Can you restate the records in the stretch from the line containing "--target large tree trunk" through the line containing "64 69 L 104", with "jeans pocket" replaced by "denim pocket" and everything else left the same?
+++
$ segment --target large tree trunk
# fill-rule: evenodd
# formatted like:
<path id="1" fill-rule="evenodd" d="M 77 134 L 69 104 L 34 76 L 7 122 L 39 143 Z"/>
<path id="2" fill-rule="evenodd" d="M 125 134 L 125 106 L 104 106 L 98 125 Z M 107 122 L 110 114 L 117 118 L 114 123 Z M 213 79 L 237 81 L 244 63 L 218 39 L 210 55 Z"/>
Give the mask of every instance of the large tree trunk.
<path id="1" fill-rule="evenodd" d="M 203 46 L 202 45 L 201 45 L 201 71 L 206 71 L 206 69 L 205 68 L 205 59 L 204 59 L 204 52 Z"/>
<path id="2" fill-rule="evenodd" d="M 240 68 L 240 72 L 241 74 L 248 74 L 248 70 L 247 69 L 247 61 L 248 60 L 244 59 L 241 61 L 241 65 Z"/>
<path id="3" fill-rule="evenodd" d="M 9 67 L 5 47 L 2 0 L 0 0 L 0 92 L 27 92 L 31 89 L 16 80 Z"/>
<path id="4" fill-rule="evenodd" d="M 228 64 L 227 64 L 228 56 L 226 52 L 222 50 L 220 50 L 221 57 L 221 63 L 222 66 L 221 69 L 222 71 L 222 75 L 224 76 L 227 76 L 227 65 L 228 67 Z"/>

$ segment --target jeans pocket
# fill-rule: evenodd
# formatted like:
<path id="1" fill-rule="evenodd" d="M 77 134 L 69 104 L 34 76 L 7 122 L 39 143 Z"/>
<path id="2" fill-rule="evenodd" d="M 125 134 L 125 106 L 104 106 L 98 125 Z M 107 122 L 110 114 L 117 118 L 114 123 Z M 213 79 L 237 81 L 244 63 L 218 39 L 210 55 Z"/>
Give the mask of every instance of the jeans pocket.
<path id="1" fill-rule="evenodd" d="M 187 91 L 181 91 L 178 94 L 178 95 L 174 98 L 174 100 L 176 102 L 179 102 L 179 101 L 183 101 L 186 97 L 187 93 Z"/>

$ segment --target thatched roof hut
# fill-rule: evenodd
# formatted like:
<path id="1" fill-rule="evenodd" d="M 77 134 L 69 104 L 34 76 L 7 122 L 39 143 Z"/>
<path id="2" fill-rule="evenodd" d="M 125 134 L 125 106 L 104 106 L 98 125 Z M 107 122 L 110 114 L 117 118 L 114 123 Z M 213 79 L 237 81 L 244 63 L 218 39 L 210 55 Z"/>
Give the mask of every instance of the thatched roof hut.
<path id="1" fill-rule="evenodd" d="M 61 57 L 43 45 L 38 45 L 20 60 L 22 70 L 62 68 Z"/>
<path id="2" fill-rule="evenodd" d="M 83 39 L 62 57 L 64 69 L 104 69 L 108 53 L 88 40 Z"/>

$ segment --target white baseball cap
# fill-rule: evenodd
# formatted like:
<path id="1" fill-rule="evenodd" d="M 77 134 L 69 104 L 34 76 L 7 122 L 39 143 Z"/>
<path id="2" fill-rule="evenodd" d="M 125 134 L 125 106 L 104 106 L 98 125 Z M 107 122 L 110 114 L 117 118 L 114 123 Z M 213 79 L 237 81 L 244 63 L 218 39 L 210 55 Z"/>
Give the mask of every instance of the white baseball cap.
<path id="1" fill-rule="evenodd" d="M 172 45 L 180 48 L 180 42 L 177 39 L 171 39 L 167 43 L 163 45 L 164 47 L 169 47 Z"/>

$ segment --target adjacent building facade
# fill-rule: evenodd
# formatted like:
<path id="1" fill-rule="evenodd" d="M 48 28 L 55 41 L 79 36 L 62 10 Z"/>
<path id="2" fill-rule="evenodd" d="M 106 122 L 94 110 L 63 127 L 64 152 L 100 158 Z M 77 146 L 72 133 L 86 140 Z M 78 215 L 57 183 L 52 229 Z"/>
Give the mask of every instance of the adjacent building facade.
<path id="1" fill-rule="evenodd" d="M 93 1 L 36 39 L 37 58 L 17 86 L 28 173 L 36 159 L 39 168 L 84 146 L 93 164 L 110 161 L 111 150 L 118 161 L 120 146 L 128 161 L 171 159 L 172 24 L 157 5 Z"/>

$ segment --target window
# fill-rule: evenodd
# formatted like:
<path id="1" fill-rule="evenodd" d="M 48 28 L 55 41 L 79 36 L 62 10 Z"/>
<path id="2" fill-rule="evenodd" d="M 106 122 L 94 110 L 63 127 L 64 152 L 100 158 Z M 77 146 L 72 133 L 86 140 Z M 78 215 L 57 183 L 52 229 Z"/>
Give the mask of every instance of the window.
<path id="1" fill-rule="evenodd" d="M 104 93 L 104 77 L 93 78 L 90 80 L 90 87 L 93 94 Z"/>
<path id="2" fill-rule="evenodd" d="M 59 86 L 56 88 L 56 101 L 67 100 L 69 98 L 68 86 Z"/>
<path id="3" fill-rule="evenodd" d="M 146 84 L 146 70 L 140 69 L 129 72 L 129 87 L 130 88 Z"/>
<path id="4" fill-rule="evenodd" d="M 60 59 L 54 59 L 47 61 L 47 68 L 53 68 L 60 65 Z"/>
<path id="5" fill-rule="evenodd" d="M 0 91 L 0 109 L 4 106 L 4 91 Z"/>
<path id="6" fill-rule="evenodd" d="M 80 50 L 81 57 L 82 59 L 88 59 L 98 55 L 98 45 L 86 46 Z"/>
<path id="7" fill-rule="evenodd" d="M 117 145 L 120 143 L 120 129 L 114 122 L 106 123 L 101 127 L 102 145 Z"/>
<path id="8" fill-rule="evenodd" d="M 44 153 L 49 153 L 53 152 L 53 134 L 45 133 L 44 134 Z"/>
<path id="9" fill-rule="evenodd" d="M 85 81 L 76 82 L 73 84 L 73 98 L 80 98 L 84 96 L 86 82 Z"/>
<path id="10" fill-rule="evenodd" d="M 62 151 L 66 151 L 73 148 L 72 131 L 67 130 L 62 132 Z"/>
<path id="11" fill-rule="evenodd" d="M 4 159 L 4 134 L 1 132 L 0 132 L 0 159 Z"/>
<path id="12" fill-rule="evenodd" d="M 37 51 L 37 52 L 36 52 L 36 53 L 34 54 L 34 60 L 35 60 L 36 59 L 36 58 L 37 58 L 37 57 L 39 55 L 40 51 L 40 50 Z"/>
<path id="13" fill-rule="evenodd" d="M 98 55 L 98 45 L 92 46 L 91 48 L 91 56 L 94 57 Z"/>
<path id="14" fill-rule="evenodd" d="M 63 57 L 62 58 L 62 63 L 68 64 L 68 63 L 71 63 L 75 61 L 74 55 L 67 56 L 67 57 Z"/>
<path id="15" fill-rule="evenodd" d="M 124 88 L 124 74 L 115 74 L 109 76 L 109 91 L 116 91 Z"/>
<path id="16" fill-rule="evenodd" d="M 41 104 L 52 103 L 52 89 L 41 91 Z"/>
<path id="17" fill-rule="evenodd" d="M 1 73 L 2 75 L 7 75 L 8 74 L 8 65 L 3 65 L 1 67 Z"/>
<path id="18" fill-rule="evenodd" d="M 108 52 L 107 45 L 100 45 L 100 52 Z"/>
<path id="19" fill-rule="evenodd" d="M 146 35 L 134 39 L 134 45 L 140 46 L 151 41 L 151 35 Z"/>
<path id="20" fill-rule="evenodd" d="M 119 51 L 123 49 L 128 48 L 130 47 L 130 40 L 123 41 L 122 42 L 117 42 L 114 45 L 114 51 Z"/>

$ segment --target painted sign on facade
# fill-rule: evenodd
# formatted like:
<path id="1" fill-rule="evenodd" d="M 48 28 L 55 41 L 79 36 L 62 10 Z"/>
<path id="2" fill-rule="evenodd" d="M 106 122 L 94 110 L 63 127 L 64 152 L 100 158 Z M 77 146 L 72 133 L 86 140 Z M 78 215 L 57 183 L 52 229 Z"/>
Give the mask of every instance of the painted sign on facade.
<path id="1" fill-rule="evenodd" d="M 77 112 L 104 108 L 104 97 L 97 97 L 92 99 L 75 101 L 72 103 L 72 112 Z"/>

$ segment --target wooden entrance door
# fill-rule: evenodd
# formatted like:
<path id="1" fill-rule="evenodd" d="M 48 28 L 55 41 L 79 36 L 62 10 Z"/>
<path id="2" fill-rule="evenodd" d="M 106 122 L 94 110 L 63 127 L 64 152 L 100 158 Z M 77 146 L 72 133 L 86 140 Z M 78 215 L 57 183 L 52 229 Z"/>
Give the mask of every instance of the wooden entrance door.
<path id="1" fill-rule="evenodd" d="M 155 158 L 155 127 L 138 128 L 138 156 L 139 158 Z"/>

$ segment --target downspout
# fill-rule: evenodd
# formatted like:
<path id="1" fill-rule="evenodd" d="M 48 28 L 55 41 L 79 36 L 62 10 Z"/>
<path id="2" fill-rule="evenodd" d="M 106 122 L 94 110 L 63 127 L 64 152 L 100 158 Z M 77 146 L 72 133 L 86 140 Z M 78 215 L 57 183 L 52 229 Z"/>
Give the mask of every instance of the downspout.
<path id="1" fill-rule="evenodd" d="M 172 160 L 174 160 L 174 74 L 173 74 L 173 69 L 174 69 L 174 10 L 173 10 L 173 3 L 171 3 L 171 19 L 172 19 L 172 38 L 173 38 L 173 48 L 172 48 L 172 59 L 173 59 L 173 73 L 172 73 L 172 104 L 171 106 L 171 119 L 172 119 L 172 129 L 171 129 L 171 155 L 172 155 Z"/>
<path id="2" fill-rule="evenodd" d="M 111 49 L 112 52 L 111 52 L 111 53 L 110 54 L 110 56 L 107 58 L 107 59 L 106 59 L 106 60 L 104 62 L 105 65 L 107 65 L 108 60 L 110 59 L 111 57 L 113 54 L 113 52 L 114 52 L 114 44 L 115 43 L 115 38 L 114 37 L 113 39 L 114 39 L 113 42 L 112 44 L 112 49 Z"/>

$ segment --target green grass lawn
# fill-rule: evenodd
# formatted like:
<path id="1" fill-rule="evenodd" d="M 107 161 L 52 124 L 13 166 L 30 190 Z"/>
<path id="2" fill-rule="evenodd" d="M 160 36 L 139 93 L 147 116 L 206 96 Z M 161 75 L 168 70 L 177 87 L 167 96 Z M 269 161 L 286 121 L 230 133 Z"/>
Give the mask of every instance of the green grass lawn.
+++
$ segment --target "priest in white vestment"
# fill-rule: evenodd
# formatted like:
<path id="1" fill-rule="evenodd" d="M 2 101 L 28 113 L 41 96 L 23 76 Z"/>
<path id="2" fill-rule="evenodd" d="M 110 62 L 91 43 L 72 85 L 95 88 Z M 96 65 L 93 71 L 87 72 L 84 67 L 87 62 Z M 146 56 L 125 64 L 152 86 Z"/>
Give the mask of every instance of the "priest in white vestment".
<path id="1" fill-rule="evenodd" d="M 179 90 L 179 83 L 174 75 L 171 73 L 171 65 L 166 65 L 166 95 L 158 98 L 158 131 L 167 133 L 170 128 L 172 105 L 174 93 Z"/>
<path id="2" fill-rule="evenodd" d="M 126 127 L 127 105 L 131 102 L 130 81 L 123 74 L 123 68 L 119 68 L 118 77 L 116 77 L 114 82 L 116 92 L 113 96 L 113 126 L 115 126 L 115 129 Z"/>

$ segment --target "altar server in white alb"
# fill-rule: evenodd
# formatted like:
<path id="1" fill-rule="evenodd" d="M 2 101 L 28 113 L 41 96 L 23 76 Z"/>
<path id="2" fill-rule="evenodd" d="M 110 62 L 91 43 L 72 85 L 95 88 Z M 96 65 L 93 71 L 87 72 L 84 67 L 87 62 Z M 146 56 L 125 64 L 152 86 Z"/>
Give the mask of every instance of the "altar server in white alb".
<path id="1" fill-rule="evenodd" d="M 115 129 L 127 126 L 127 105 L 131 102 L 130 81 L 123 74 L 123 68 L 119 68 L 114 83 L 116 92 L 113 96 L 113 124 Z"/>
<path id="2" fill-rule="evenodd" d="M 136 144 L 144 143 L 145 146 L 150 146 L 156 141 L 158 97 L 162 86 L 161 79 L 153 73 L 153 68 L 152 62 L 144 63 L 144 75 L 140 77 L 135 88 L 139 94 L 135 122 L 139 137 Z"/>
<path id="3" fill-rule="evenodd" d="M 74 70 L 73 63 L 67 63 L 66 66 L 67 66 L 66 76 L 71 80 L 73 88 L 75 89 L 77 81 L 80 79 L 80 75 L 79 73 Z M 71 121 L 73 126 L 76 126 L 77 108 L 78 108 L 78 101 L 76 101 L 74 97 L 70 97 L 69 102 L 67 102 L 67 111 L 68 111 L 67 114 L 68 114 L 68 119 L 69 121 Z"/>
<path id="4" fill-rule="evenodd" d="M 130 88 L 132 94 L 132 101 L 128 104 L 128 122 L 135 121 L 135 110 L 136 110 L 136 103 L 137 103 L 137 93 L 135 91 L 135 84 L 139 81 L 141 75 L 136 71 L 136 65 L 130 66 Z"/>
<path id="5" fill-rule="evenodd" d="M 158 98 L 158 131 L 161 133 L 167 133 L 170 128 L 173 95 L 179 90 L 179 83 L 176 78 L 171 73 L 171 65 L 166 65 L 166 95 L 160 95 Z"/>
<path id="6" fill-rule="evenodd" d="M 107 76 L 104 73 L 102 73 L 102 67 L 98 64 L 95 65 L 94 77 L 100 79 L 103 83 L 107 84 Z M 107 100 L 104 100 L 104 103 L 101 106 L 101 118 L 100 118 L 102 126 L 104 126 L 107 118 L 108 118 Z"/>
+++
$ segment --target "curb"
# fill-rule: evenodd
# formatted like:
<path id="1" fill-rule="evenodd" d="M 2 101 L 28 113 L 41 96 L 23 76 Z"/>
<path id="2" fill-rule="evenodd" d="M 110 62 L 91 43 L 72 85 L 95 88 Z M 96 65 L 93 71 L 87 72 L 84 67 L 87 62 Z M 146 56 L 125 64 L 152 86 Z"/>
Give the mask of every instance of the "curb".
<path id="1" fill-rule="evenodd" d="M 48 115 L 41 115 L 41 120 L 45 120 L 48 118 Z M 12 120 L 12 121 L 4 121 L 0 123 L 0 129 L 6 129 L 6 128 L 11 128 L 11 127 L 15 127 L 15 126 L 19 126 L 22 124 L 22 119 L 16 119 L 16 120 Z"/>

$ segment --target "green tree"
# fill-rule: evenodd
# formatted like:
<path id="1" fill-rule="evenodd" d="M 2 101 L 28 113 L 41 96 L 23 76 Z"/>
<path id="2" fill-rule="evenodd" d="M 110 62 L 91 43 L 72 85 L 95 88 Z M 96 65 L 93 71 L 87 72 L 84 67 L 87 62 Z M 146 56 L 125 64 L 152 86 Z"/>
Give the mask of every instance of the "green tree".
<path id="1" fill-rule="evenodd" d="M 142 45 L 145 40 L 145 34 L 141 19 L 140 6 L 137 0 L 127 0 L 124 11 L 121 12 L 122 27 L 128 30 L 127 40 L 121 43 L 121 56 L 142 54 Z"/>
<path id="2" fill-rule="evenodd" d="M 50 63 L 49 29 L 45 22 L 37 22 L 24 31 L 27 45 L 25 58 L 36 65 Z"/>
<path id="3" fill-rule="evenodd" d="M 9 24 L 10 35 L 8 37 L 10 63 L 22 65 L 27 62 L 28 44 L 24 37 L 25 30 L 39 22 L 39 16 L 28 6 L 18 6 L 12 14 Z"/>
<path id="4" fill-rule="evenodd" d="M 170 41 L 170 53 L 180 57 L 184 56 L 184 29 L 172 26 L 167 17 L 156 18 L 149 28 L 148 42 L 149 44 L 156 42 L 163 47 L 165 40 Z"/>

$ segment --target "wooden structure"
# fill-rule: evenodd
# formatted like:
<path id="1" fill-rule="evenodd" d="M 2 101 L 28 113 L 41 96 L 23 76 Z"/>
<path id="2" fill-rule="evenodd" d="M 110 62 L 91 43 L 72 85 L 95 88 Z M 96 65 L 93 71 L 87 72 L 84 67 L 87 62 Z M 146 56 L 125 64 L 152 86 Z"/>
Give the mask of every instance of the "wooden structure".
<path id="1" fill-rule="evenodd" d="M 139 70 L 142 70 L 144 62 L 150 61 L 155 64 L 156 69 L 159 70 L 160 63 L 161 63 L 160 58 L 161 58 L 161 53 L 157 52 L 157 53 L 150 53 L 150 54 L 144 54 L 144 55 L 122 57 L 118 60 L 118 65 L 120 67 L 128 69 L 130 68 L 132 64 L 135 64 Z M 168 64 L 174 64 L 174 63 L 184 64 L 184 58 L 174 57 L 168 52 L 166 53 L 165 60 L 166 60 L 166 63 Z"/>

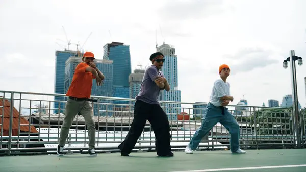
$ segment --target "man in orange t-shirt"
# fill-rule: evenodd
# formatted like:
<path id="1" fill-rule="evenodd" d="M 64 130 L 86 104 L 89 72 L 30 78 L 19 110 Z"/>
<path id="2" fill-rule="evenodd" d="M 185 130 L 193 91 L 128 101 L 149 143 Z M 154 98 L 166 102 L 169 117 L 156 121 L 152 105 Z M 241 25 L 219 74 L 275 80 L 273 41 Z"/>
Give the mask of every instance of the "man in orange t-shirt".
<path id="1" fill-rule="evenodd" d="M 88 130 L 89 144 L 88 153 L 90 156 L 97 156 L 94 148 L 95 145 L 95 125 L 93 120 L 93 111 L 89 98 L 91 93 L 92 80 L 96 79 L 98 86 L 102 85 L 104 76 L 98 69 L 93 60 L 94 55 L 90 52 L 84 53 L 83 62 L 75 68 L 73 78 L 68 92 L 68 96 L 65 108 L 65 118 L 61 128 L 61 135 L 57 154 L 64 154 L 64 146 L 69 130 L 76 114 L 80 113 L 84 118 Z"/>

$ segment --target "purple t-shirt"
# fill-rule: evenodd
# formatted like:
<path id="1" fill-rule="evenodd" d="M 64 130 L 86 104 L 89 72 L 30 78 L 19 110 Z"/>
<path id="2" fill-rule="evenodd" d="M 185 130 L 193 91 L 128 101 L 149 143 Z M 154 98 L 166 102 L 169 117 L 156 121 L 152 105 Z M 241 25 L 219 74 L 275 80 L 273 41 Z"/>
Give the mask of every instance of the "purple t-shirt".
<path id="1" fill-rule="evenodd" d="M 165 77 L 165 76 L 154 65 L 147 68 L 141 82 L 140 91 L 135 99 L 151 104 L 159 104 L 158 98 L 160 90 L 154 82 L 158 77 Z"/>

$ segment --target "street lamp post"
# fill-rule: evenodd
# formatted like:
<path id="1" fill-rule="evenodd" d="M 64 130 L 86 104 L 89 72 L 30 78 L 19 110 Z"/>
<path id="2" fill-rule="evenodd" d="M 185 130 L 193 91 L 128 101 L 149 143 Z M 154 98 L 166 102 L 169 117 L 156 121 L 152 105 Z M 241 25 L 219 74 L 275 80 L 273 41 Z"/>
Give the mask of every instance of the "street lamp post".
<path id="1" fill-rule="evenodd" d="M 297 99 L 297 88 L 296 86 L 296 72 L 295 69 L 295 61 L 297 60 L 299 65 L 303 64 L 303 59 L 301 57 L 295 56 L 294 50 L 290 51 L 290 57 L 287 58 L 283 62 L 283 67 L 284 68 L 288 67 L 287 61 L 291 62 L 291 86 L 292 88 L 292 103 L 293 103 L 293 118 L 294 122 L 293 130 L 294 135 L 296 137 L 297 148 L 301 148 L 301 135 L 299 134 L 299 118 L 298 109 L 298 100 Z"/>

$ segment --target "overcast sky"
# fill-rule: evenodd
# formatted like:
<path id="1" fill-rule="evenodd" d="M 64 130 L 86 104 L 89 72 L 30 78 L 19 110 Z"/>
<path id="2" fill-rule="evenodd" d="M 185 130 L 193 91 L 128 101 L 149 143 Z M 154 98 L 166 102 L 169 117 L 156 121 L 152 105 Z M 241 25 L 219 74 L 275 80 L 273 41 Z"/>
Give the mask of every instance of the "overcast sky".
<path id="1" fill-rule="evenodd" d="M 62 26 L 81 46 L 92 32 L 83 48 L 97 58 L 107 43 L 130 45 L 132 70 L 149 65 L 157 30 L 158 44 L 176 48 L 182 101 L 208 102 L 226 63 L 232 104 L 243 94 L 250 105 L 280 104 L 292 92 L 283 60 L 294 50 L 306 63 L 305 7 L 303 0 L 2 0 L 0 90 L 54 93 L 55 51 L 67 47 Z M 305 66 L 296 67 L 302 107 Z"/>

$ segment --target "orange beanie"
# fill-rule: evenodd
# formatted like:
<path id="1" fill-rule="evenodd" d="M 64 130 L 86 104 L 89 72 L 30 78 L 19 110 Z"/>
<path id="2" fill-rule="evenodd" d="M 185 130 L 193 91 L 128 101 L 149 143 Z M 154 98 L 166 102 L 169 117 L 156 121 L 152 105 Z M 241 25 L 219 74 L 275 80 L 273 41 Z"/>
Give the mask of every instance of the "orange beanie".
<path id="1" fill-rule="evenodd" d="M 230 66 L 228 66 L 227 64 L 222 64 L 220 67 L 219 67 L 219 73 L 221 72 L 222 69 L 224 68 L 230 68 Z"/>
+++
THE RESPONSE:
$ segment --target large tree trunk
# fill-rule: evenodd
# formatted like:
<path id="1" fill-rule="evenodd" d="M 77 134 L 69 104 L 34 76 L 7 122 L 39 143 Z"/>
<path id="2" fill-rule="evenodd" d="M 125 134 L 125 106 L 104 106 L 98 125 Z M 107 122 L 110 114 L 117 118 L 114 123 Z M 213 79 L 237 81 L 244 63 L 218 39 L 210 55 Z"/>
Give the mask of every instance of the large tree trunk.
<path id="1" fill-rule="evenodd" d="M 203 46 L 202 45 L 201 45 L 201 71 L 206 71 L 206 69 L 205 68 L 205 59 L 204 59 L 204 52 Z"/>
<path id="2" fill-rule="evenodd" d="M 240 68 L 240 72 L 241 74 L 248 74 L 248 70 L 247 69 L 247 61 L 248 60 L 244 59 L 241 61 L 241 65 Z"/>
<path id="3" fill-rule="evenodd" d="M 9 67 L 5 47 L 2 0 L 0 0 L 0 92 L 27 92 L 31 89 L 16 80 Z"/>
<path id="4" fill-rule="evenodd" d="M 228 64 L 227 64 L 228 56 L 226 52 L 222 50 L 220 50 L 221 57 L 221 63 L 222 66 L 221 69 L 222 71 L 222 75 L 224 76 L 227 76 L 227 65 L 228 67 Z"/>

$ segment --target denim pocket
# fill-rule: evenodd
# formatted like:
<path id="1" fill-rule="evenodd" d="M 77 134 L 69 104 L 34 76 L 7 122 L 39 143 Z"/>
<path id="2" fill-rule="evenodd" d="M 125 134 L 125 106 L 104 106 L 98 125 Z M 107 122 L 110 114 L 117 118 L 114 123 Z M 213 79 L 237 81 L 244 63 L 218 39 L 210 55 Z"/>
Give the mask of every instance of the denim pocket.
<path id="1" fill-rule="evenodd" d="M 187 91 L 181 91 L 178 94 L 178 95 L 174 98 L 174 100 L 176 102 L 179 102 L 179 101 L 183 101 L 186 97 L 187 93 Z"/>

$ segment --target thatched roof hut
# fill-rule: evenodd
# formatted like:
<path id="1" fill-rule="evenodd" d="M 77 134 L 69 104 L 34 76 L 7 122 L 39 143 Z"/>
<path id="2" fill-rule="evenodd" d="M 125 134 L 125 106 L 104 106 L 98 125 Z M 107 122 L 110 114 L 117 118 L 114 123 Z M 213 79 L 237 81 L 244 63 L 218 39 L 210 55 Z"/>
Give the mask of every instance of the thatched roof hut.
<path id="1" fill-rule="evenodd" d="M 61 57 L 43 45 L 38 45 L 20 60 L 22 70 L 62 68 Z"/>
<path id="2" fill-rule="evenodd" d="M 83 39 L 62 57 L 64 69 L 104 69 L 108 53 L 88 40 Z"/>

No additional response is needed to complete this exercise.